Texto para leer>
-------------------------

Es el orgullo, wey
Me gusta ir a las marchas del orgullo gay. No solo porque es imposible no pasarla bien entre gente desinhibida y eufórica en mínimas cantidades de spandex, sino porque, a pesar del cliché en el que se han convertido esos eventos, hay que recordar que en 13 países la bisexualidad u homosexualidad se castiga con la muerte y en decenas de otros sigue siendo considerada delito o enfermedad. Que nadie se sienta progresista porque en México oficialmente ya no: la discriminación, la hostilidad y el hostigamiento son realidades tan injustas como cotidianas y arraigadas.
Viendo pasar la marcha del fin de semana pasado, pensaba yo en que no hay tal cosa como un día del orgullo buga. No lo hay porque la heterosexualidad es una realidad ordinaria y aceptada, algo que nadie cuestiona; ¿qué no debía serlo también la homosexualidad? Por supuesto, pero no lo es, y supongo que por eso hay marchas. En Canadá, la de este año fue encabezada por su primer ministro, Justin Trudeau, quien tuiteó una foto suya ondeando con entusiasmo una bandera canadiense con fondo de arcoiris y un breve texto: Love is Love.

-------------------------

Tareas por realizar>
1. Reproduce el pasaje de la columna sobre las marchas del orgullo que empieza con las palabras que contienen "Es el orgullo, wey" y termina con "cotidianas y arraigadas.".
2. Según la columna sobre las marchas del orgullo, ¿por qué no existe un día del orgullo buga? Responde en una a tres oraciones.
3. Prolonga la columna sobre las marchas del orgullo a partir del punto en que se detiene.
Los datos provienen de una fuente distinta a la de la columna.

-------------------------

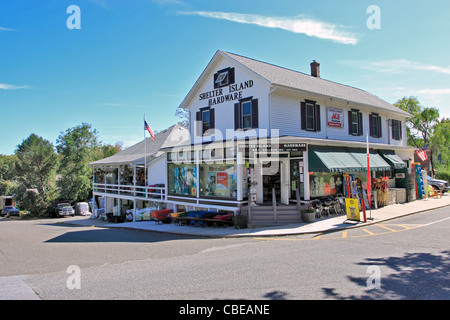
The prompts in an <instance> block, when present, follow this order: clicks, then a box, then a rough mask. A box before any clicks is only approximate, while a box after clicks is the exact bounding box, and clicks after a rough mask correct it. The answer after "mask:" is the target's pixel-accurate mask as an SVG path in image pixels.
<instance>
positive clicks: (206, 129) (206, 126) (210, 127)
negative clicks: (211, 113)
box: [202, 109, 211, 134]
mask: <svg viewBox="0 0 450 320" xmlns="http://www.w3.org/2000/svg"><path fill="white" fill-rule="evenodd" d="M210 115H211V110H210V109H207V110H203V111H202V129H203V130H202V133H203V134H205V132H206V131H207V130H209V129H210V128H211V117H210Z"/></svg>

-------------------------

Respuestas>
1.
Es el orgullo, wey
Me gusta ir a las marchas del orgullo gay. No solo porque es imposible no pasarla bien entre gente desinhibida y eufórica en mínimas cantidades de spandex, sino porque, a pesar del cliché en el que se han convertido esos eventos, hay que recordar que en 13 países la bisexualidad u homosexualidad se castiga con la muerte y en decenas de otros sigue siendo considerada delito o enfermedad. Que nadie se sienta progresista porque en México oficialmente ya no: la discriminación, la hostilidad y el hostigamiento son realidades tan injustas como cotidianas y arraigadas.

2. No existe porque la heterosexualidad es una realidad ordinaria y aceptada que nadie cuestiona. La homosexualidad debería serlo también, pero no lo es, y por eso hay marchas.

3.
Hay pocas cosas más horribles que no poder salir por la calle de la mano del ser amado, conteniéndose de plantarle un beso en la mejilla o de acariciarle la espalda, como hacen sin pensar, sin necesitar temer la reacción del policía de la plaza o del gerente del restaurante, las parejas normales. Habiendo dicho eso, no deja de ser fastidioso que en estos tiempos de corrección política la igualdad se tenga que justificar o sublimar vistiéndola de rosa azucarado: lo que menos imaginaban los primeros activistas, los que se jugaban desde la cárcel hasta el linchamiento, era uncirse al yugo de las convenciones sociales y anidar con sus parejitas en una bonita colonia con jardín y electrodomésticos de marca. Ellos peleaban ferozmente el libre ejercicio de su sexualidad: ir al bar o al antro de su elección a pasársela bien para luego llevarse a la cama a quien más les gustara, cuantas veces quisieran, sin que el Estado o la sociedad pudieran decirles un carajo de cómo vivir sus vidas.